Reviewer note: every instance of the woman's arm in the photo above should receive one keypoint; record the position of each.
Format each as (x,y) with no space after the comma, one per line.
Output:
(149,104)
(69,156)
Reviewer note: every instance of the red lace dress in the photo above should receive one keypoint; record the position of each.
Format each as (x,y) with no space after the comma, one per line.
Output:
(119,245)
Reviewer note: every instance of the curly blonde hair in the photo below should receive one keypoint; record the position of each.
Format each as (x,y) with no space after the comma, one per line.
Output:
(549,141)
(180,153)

##############################

• [Stated goal] Edit the lines above, changing each "keypoint" to "marker" and leaving everything else untouched.

• [Response to this task]
Reviewer note: every instance of the woman's arm in the photo above should receive one marker; record the position of each.
Format each as (x,y) with no space after the comma, one per line.
Output:
(149,104)
(69,156)
Reviewer note: every instance of the red lace dress in the photo above should receive one marker; record the position of each.
Format each as (x,y) with no space after the comma, one per line.
Output:
(119,245)
Reviewer note: every instance of the curly blonde hair in the photo below should receive one marker; record the position of each.
Format each as (x,y) with no space after the comma, one per line.
Output:
(549,141)
(180,153)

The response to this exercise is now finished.